>> start Given data

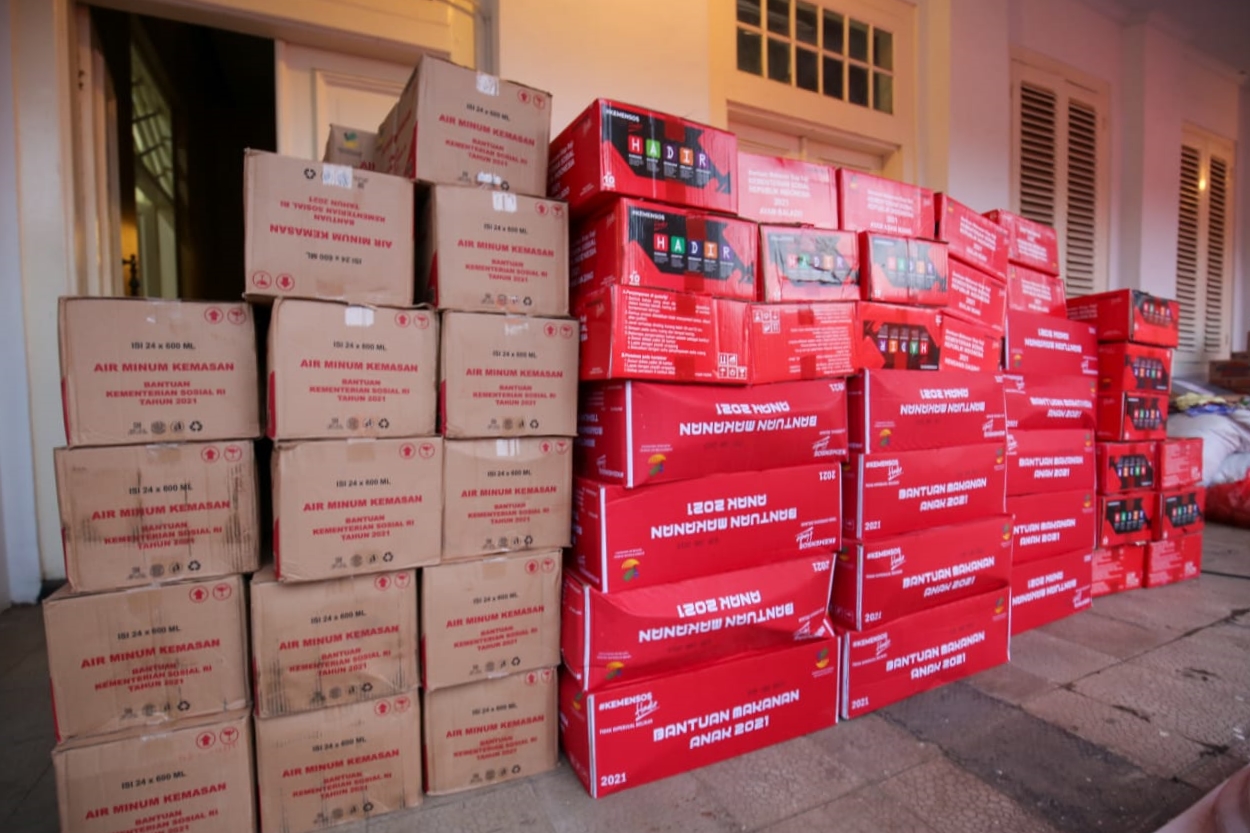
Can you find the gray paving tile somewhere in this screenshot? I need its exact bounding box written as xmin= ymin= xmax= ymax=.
xmin=880 ymin=758 xmax=1054 ymax=833
xmin=1011 ymin=630 xmax=1120 ymax=683
xmin=966 ymin=663 xmax=1058 ymax=705
xmin=532 ymin=765 xmax=741 ymax=833
xmin=808 ymin=714 xmax=941 ymax=783
xmin=694 ymin=738 xmax=864 ymax=829
xmin=1024 ymin=689 xmax=1210 ymax=778
xmin=763 ymin=787 xmax=934 ymax=833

>> end Given data

Task objective:
Please change "paving tile" to "floor tile" in the records above and keep everything else as it stands. Leave the pictures out of your answer.

Right answer:
Can you find the gray floor tile somewhere in this screenshot? I need its exact bounding box written as xmin= ymin= xmax= ymax=.
xmin=880 ymin=758 xmax=1054 ymax=833
xmin=1011 ymin=630 xmax=1120 ymax=683
xmin=966 ymin=663 xmax=1058 ymax=705
xmin=532 ymin=765 xmax=741 ymax=833
xmin=808 ymin=714 xmax=941 ymax=783
xmin=694 ymin=738 xmax=864 ymax=829
xmin=1024 ymin=689 xmax=1210 ymax=778
xmin=763 ymin=787 xmax=934 ymax=833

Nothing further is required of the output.